• **Exercise goal**
Output all entries below exactly as they are given.

═════ Raw data ═════

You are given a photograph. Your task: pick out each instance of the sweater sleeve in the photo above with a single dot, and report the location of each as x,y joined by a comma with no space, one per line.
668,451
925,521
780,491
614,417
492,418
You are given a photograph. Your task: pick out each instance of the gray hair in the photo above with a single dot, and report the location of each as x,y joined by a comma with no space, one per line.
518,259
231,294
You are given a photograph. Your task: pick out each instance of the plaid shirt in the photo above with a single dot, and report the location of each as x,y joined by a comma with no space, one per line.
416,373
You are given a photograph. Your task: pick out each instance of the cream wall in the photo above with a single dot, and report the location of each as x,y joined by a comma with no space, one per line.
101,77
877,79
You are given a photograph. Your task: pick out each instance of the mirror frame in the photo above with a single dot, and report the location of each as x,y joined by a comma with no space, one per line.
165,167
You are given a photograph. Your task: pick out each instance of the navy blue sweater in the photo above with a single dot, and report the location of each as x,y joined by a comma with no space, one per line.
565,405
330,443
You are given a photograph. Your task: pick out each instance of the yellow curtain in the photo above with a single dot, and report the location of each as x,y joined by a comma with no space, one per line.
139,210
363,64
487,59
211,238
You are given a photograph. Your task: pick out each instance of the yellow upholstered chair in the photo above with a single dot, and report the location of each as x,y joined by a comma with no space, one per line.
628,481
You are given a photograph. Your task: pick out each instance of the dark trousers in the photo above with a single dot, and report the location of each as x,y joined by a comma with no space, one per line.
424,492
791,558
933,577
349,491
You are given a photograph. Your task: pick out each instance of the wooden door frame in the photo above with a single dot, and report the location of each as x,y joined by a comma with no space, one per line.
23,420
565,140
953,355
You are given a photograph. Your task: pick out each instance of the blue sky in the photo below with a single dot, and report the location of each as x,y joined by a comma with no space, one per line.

═════

• **Finished exercise**
You are given a photograph. Your task: pick out each instance of the sweater sleeve in the photo above with a single dot, and report the location of each as x,y joined by a comma with no space, one per line.
668,451
925,521
780,491
614,417
492,418
You are given a photograph. Your task: pick out each instance of the gray hair in the photo above with a single dot, and report the location of each as x,y joined by a comma with no space, one per line.
518,259
231,294
You are given a photograph. Your task: pick out each instance of the plaid shirt in the photo above with a single dot, and report the location of each as x,y joined by a comma with no space, one per line.
416,373
You are given a photograph. Your task: pick out each instance of the cream wall in the photo above with a single dot, and report the location of each as x,y joined by a comma with no space, one per line.
101,77
877,79
You are given a photograph. Your task: pick out each instance of the mirror frame in the photo above with a single dot, and report the location of each as x,y joined by a comma with no space, one per line.
165,167
You are given a photograph. Your task: pick out each instance of the navy blue sweater in the photo above with a single dot, and report the location of each as x,y joined by a comma with no space, one per line.
565,405
330,443
You are given a photograph. Your task: pick out each instance of the yellow curtain in the photo above with a single dot, and report the location of each as x,y joined by a comma with no space, one per line.
139,210
363,64
487,59
211,238
You are given a photograph. Your task: pick out each instance of the yellow upholstered chair in the photo above with a single dot, and report the location of each as x,y joined by a comma with no space, one per line.
628,481
You are given a photograph. Your task: pick out each instance of the dark trousers in the photo above with a single dot, and report the location of each as x,y joined by a comma with no space, one per line.
424,492
791,558
933,577
349,491
You are given a photograph. Your task: pick out each instance of the wooden door frame in the photo above with a single dot, and report the location of each as x,y joined by a comma with no space, one per line.
23,420
565,140
953,355
You are given a photograph. Your task: pick out each instance of the blue sky in the photo below with a single dot, and report the location of each as x,y joined by a comma with no space, one per line.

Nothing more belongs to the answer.